WRITTEN REQUEST: Reproduce every one of the records below word for word, keeping each line in its original order.

DATA ENTRIES:
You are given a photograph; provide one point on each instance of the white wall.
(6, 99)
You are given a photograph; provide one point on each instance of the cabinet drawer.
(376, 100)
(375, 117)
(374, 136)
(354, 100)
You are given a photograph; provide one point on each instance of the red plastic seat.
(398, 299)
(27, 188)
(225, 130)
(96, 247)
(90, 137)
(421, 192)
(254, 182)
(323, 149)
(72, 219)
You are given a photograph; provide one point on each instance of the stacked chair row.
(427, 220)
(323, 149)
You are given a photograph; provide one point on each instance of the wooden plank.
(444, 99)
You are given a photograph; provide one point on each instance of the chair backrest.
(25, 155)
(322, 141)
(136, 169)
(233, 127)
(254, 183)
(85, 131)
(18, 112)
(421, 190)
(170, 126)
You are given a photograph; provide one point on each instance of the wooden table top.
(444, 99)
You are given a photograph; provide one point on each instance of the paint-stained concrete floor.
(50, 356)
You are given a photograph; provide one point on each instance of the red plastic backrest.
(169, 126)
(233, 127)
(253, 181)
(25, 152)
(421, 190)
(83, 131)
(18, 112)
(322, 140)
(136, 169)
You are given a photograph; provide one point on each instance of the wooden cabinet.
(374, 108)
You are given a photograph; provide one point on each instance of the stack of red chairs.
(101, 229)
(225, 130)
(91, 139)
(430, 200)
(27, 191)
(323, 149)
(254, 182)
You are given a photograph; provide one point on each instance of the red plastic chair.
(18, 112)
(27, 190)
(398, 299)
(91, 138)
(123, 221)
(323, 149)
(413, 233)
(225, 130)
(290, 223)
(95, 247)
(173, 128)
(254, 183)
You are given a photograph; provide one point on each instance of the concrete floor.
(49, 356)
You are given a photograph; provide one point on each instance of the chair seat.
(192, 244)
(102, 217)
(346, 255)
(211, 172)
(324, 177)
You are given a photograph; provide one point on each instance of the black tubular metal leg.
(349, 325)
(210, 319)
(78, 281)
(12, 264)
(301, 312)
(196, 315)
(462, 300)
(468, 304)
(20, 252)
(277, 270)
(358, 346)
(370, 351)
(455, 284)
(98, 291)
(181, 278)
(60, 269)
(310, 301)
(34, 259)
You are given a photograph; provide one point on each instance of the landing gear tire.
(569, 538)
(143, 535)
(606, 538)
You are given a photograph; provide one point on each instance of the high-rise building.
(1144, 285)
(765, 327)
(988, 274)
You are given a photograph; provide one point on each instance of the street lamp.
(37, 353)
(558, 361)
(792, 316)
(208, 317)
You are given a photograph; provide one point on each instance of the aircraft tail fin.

RESULT OF THIS EXERCISE:
You are given a photograph; provide one point on each instance of the white wall.
(6, 99)
You are given a photograph; provide one point on each instance of the cabinet drawer.
(376, 100)
(375, 117)
(374, 136)
(354, 100)
You are given a photograph; provide one point on each instance of the red plastic seat.
(398, 299)
(27, 188)
(225, 130)
(96, 247)
(90, 137)
(421, 192)
(254, 182)
(323, 149)
(72, 219)
You are given a photograph; provide one point on each instance of the stacked chair row.
(427, 220)
(323, 149)
You are given a photograph; provide one point on each instance of the wooden plank.
(444, 99)
You are given a photograph; provide one point on each instance of the chair backrest.
(25, 155)
(322, 141)
(136, 169)
(233, 127)
(254, 183)
(85, 131)
(18, 112)
(421, 190)
(170, 126)
You are given a photograph; provide one point on each instance of the wooden table top.
(444, 99)
You are given a photograph; provide one point on each instance of the paint-stained concrete floor.
(50, 356)
You are given a photograph; provide one point on each instance of the red plastic backrest.
(169, 126)
(233, 127)
(253, 181)
(25, 152)
(421, 190)
(83, 131)
(18, 112)
(322, 140)
(136, 169)
You are given a photograph; provide one point on each instance of the wooden cabinet.
(374, 108)
You are given a photograph; provide one point on each instance of the stack of red chairs.
(101, 229)
(225, 130)
(91, 139)
(430, 200)
(27, 191)
(323, 149)
(254, 182)
You are given a photograph; provide one point on each instance of the red plastic chair.
(18, 112)
(27, 190)
(398, 299)
(91, 138)
(123, 221)
(323, 149)
(413, 233)
(225, 130)
(290, 223)
(95, 247)
(173, 128)
(254, 183)
You are given a photograph; provide one point on each instance of the concrete floor.
(49, 356)
You are given a photograph; provide one point on each instance of the chair seat.
(192, 244)
(102, 217)
(346, 255)
(211, 172)
(324, 177)
You are given a photograph; provide one point on each instance of the black tubular metal leg.
(349, 325)
(210, 319)
(78, 281)
(12, 264)
(301, 312)
(196, 315)
(462, 300)
(468, 304)
(20, 252)
(277, 270)
(358, 346)
(370, 351)
(455, 284)
(98, 291)
(181, 278)
(60, 269)
(310, 301)
(34, 259)
You are given a photograph; provide one point on each instance of the landing gear tire.
(569, 538)
(143, 535)
(606, 538)
You are given a photograph; provide one point on each instance of the high-rise building.
(1144, 285)
(765, 327)
(988, 274)
You are given a photograph; provide one point on each instance of the street lamp.
(37, 353)
(558, 361)
(792, 316)
(208, 317)
You are given a photograph; provide one point on each instance of the aircraft tail fin.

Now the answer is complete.